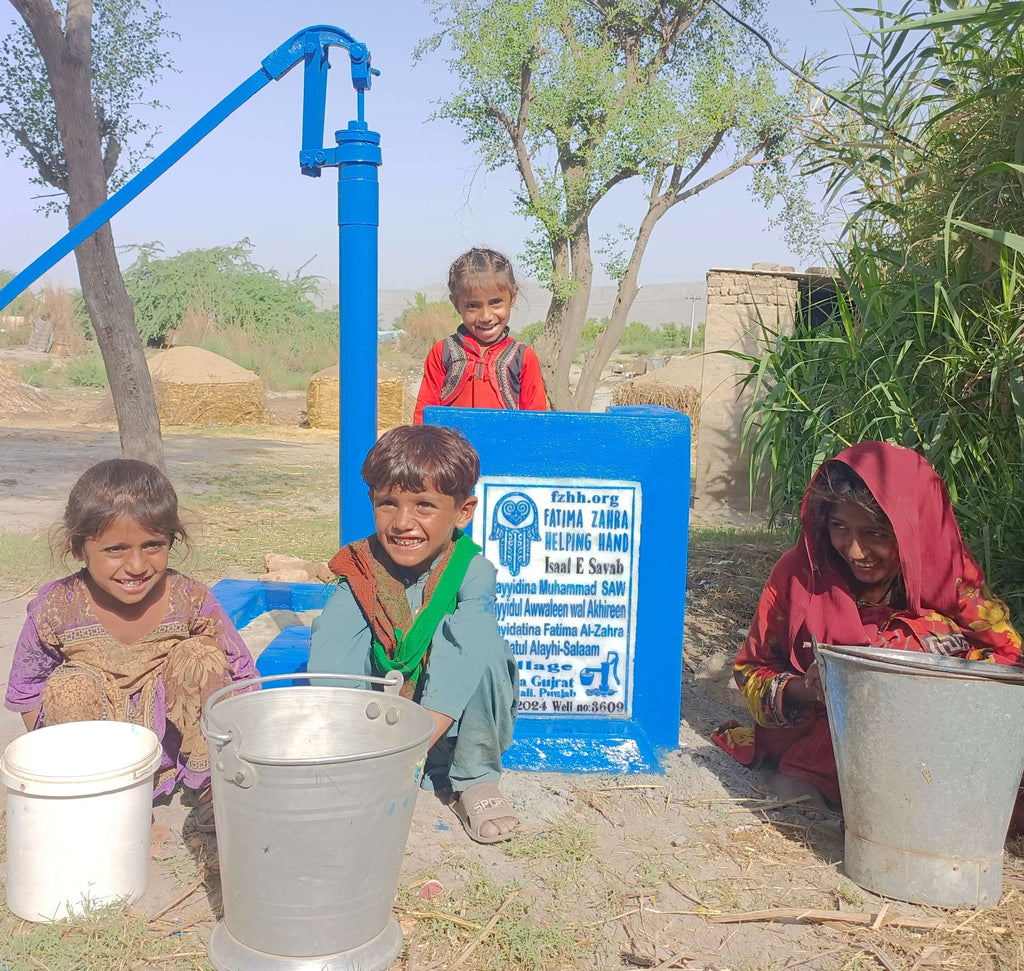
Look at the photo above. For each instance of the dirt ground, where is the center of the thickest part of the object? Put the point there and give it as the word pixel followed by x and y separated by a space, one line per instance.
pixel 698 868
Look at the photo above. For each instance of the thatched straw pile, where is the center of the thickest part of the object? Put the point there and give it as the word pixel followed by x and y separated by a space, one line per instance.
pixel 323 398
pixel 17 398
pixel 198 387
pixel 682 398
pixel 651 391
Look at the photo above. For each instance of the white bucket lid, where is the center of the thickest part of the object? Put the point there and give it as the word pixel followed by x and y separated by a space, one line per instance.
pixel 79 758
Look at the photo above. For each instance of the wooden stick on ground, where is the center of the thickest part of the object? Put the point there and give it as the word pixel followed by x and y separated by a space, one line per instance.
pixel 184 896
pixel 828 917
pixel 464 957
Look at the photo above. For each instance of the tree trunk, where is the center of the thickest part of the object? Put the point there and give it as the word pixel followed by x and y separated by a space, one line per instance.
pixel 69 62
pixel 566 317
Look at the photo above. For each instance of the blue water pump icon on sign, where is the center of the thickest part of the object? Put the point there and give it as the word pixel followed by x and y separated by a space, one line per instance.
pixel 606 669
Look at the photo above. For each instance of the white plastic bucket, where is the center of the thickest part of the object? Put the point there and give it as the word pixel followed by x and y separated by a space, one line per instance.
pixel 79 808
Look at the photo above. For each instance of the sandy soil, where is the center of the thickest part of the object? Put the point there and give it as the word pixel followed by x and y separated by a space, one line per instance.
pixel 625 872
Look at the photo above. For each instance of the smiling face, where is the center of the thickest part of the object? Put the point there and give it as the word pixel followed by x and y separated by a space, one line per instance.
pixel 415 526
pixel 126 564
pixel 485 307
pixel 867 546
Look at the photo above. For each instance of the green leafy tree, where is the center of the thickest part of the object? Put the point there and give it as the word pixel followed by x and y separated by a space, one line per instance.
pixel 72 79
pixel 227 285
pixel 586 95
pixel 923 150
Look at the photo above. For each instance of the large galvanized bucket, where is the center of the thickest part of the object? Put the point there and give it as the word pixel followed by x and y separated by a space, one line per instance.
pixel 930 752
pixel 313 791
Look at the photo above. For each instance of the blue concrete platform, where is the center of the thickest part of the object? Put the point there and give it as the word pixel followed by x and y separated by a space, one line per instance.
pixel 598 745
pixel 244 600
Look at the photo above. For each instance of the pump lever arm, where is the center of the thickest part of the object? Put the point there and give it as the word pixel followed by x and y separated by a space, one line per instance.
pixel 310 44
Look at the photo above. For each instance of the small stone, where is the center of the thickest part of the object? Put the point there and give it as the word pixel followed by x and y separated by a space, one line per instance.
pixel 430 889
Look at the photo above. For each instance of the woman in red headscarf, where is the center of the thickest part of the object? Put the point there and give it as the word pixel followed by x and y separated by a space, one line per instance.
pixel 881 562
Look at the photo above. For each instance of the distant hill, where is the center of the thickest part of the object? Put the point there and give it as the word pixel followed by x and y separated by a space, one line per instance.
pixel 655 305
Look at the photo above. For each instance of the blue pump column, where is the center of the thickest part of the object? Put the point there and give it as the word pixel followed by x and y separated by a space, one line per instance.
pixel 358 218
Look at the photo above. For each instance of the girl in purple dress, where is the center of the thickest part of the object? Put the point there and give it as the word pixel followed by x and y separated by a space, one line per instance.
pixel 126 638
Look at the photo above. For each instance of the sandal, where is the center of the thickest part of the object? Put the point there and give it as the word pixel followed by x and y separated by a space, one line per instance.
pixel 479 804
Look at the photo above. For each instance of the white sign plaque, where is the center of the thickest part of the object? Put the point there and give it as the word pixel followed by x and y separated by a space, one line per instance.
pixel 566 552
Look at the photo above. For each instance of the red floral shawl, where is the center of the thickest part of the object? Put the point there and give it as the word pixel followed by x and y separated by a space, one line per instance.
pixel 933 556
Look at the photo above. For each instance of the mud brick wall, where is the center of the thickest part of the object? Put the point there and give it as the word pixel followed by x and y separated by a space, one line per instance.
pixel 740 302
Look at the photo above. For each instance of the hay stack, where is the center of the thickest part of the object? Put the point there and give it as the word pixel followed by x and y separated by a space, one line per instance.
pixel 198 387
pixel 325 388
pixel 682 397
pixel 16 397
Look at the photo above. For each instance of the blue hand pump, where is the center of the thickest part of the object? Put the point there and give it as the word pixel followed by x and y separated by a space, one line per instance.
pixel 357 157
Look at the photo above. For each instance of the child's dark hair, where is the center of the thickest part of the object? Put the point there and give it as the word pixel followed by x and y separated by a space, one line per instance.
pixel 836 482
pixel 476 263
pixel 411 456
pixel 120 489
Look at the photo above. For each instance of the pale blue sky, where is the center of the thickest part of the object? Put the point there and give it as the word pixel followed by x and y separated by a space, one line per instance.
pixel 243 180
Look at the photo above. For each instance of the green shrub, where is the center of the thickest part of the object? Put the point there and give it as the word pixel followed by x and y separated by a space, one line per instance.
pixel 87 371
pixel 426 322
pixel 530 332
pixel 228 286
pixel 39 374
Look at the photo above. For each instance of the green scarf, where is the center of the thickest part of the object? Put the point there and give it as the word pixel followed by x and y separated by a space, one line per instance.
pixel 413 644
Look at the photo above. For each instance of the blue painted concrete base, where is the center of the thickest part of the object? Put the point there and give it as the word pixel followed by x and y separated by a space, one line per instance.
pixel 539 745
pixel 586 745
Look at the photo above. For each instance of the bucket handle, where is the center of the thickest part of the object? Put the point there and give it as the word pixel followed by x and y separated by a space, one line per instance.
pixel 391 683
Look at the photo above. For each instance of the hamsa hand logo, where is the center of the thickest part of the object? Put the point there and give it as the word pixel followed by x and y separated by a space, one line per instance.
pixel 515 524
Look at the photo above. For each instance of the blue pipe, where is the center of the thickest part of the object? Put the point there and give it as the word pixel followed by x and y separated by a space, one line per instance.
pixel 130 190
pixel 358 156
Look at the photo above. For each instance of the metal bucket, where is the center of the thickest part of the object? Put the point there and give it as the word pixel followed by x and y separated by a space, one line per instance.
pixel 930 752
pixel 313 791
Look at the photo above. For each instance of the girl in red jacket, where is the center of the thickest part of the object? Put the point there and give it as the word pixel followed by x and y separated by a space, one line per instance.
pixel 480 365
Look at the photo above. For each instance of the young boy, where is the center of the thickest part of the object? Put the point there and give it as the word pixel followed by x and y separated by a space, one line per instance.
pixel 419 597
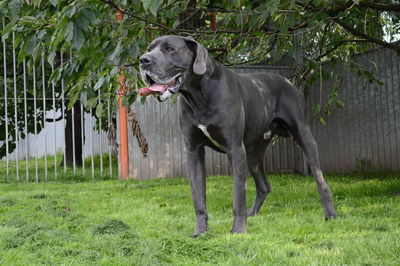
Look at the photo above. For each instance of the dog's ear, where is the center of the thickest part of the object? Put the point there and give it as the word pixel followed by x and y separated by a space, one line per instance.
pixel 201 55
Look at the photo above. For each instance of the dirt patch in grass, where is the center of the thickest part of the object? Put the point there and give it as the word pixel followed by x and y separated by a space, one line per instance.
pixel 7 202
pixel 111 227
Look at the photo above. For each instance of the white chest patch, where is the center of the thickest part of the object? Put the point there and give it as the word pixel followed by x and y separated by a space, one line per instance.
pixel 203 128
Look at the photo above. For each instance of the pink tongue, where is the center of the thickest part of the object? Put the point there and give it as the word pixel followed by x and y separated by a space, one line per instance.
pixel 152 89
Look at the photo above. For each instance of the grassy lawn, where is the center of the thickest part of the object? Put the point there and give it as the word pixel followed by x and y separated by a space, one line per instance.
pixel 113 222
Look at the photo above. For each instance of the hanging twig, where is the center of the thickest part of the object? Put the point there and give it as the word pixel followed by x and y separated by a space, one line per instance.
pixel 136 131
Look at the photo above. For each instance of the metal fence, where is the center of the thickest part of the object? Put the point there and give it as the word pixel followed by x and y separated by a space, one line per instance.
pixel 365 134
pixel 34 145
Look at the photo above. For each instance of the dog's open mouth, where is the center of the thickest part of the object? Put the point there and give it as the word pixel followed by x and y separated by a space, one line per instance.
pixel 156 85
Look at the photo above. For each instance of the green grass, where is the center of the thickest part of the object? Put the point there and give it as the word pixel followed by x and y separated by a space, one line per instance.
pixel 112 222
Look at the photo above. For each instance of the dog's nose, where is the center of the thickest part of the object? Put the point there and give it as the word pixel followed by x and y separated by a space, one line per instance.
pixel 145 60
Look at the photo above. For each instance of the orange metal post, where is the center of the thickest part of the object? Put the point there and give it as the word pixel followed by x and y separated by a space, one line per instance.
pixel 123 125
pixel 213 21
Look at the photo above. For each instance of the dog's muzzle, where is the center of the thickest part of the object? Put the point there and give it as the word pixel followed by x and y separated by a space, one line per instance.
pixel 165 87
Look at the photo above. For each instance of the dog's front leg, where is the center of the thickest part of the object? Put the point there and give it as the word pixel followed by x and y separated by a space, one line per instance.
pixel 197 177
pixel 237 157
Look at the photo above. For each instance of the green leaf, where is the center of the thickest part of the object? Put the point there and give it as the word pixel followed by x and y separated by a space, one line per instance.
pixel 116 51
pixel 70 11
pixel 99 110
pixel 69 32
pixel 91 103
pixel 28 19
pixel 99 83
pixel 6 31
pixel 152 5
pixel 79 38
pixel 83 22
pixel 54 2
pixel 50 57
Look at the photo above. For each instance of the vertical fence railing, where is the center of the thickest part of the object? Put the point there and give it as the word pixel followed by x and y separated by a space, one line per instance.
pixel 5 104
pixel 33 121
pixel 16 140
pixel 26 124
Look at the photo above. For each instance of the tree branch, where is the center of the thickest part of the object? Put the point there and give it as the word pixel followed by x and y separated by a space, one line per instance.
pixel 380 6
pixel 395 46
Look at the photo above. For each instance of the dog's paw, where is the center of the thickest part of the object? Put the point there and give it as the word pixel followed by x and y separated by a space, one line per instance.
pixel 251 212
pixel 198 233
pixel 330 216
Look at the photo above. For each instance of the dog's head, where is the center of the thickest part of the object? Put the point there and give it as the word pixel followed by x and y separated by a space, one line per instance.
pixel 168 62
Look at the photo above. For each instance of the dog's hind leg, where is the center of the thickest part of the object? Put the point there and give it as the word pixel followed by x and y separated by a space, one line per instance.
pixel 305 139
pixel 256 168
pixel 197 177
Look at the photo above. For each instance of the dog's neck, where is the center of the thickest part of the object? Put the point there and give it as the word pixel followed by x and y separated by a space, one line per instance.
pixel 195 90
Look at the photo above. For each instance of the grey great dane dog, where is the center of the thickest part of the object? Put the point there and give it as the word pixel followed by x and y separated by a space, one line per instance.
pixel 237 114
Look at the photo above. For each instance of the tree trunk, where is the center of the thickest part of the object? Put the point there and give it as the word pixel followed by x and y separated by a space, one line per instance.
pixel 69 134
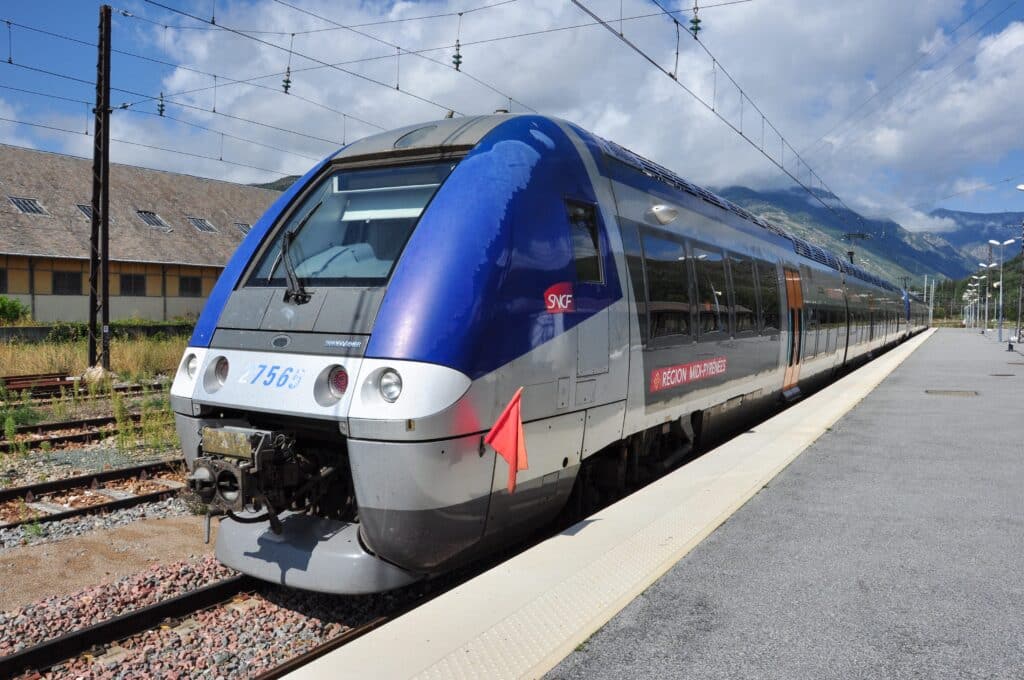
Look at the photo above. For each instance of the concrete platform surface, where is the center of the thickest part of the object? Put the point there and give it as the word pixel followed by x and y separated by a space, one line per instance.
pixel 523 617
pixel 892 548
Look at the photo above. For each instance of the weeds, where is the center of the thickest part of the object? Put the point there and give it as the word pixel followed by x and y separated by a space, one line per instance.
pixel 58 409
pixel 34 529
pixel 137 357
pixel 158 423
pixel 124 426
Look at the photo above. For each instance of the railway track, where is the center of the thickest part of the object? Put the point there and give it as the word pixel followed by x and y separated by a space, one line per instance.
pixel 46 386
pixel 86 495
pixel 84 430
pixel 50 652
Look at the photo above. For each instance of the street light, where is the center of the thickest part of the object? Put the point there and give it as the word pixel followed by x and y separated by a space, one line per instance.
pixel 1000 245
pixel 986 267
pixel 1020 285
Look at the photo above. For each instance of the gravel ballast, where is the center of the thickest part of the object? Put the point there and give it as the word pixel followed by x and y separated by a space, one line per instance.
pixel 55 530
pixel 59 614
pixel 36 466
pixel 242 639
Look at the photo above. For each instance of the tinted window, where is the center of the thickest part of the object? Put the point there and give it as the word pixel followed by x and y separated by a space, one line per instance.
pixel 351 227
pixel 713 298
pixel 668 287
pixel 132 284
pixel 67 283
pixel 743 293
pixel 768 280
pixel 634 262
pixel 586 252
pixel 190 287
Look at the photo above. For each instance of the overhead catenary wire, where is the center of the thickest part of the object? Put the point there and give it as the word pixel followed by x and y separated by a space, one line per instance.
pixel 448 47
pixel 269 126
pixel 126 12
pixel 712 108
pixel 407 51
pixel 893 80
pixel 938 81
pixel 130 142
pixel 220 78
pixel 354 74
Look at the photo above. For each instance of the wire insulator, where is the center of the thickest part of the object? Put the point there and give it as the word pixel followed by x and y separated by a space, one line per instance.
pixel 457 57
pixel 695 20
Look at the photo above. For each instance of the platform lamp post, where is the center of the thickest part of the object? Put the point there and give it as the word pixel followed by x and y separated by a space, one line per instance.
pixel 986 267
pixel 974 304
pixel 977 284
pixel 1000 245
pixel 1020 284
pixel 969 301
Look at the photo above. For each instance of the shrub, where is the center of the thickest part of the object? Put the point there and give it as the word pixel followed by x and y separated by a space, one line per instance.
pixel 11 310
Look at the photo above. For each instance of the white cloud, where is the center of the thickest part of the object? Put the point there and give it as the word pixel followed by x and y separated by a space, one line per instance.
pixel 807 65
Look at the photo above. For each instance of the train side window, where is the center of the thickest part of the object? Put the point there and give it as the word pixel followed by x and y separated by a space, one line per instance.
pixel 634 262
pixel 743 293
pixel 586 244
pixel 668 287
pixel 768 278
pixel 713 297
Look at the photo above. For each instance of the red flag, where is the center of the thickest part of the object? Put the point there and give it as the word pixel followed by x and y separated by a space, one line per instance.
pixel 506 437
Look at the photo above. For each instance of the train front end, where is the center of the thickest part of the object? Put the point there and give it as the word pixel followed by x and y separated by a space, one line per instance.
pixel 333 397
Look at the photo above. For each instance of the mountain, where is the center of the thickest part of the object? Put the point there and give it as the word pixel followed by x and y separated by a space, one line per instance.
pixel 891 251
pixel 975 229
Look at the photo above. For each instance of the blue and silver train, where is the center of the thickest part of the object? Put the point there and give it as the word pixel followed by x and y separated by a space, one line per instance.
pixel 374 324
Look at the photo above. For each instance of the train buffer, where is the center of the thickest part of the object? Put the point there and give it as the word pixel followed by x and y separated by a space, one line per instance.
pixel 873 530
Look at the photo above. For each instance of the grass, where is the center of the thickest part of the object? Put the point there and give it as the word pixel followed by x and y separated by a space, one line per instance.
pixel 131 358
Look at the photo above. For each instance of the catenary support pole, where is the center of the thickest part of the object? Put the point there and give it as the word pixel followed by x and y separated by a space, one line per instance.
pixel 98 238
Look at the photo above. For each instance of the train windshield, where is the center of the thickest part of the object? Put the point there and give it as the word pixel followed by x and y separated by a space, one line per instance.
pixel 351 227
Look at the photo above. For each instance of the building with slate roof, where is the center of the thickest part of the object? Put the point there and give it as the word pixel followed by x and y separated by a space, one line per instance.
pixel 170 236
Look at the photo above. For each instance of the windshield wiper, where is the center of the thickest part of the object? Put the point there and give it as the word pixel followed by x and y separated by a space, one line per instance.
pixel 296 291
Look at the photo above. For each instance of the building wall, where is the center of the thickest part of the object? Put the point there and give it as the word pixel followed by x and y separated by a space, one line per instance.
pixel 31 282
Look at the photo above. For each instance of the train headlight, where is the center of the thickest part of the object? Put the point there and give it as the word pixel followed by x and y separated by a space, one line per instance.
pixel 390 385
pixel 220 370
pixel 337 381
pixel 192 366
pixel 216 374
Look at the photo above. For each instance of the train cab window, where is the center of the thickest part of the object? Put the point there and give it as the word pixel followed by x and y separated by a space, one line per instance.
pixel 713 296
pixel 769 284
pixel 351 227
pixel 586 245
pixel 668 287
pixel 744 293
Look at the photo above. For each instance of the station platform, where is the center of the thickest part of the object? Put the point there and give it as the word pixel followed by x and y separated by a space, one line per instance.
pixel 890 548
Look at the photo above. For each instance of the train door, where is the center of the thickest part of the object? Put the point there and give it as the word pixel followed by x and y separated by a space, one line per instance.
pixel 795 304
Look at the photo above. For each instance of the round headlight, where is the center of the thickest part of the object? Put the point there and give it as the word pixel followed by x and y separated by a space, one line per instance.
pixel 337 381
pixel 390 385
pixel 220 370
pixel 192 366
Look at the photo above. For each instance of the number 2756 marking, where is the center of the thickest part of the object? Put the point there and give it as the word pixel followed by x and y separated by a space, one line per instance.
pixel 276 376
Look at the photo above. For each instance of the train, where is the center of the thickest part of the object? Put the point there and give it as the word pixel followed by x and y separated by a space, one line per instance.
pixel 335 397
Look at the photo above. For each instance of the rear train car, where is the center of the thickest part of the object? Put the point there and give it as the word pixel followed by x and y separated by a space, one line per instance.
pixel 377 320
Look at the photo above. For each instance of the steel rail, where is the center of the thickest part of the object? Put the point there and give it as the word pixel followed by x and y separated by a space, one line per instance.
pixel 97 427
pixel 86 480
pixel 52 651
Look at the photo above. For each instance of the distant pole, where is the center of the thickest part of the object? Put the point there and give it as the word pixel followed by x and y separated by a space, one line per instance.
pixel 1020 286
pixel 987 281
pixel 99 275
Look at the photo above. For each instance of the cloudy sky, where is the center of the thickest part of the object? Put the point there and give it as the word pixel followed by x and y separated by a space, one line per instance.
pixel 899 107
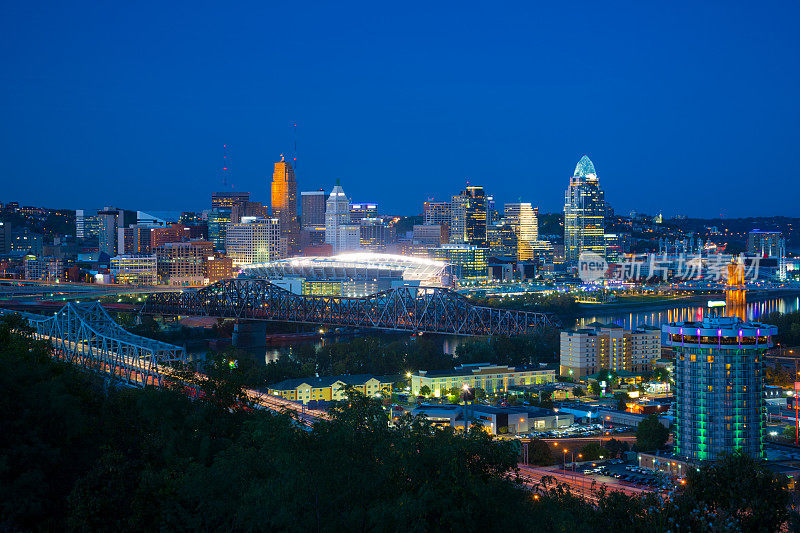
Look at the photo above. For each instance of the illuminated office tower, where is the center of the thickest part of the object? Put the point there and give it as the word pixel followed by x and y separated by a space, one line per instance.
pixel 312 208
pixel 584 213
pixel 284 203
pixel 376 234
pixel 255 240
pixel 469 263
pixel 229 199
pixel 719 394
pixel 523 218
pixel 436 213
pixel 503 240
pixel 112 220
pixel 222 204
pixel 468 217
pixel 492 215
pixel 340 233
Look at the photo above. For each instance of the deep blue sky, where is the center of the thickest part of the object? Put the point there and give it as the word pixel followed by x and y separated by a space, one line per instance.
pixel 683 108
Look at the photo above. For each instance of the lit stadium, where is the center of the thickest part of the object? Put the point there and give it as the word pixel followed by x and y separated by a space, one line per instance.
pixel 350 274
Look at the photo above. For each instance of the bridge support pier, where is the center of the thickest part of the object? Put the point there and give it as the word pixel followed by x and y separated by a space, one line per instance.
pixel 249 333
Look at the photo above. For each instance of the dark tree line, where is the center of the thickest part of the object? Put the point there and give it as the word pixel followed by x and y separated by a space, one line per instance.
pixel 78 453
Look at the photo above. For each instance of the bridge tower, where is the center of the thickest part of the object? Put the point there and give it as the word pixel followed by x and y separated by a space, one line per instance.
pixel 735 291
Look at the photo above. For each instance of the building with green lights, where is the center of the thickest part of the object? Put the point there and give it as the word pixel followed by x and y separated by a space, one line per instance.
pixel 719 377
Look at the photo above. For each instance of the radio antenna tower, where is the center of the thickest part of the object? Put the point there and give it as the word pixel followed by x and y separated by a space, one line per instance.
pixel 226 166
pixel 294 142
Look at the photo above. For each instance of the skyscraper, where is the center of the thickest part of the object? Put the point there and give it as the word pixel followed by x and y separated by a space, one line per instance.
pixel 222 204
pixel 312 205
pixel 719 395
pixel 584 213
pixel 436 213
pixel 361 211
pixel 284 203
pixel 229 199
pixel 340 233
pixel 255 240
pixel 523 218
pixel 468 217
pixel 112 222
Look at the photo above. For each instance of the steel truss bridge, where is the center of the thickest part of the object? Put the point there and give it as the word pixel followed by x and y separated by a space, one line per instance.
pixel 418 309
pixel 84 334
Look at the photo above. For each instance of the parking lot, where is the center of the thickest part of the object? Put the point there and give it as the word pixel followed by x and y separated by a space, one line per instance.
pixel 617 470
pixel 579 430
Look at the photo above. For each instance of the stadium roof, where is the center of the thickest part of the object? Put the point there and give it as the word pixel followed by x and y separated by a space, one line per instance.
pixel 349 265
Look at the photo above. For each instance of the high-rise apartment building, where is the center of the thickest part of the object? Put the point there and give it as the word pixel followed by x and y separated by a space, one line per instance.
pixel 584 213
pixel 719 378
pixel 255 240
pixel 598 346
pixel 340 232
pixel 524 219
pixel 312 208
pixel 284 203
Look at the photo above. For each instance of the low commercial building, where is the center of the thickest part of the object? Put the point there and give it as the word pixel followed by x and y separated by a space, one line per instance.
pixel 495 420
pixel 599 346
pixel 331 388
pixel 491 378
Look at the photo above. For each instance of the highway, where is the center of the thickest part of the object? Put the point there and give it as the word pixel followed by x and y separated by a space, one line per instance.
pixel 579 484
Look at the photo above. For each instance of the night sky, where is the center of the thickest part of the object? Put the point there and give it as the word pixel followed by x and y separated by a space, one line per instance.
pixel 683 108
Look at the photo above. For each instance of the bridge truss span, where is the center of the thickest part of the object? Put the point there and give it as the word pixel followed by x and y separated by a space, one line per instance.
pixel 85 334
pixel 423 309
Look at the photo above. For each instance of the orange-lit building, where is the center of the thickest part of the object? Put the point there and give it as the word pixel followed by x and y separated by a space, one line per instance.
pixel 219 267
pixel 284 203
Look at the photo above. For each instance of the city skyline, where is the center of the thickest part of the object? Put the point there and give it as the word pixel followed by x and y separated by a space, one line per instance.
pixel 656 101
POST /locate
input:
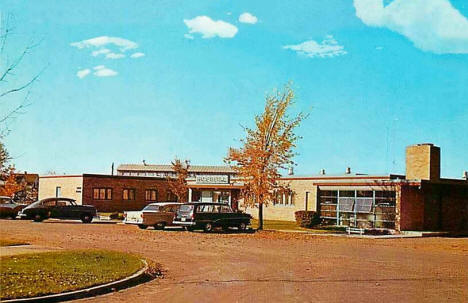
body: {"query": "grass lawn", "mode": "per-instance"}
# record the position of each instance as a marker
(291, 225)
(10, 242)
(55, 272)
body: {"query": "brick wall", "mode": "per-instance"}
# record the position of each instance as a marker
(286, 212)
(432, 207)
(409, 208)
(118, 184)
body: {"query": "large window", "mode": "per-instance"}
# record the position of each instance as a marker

WORK REQUEST
Return each line among the entries that holds the word "query".

WRITTEN RESPONSE
body: {"query": "grass lawn", "mode": "per-instance"}
body: {"query": "brick wall", "mode": "per-instance"}
body: {"query": "large window", "mode": "per-instance"}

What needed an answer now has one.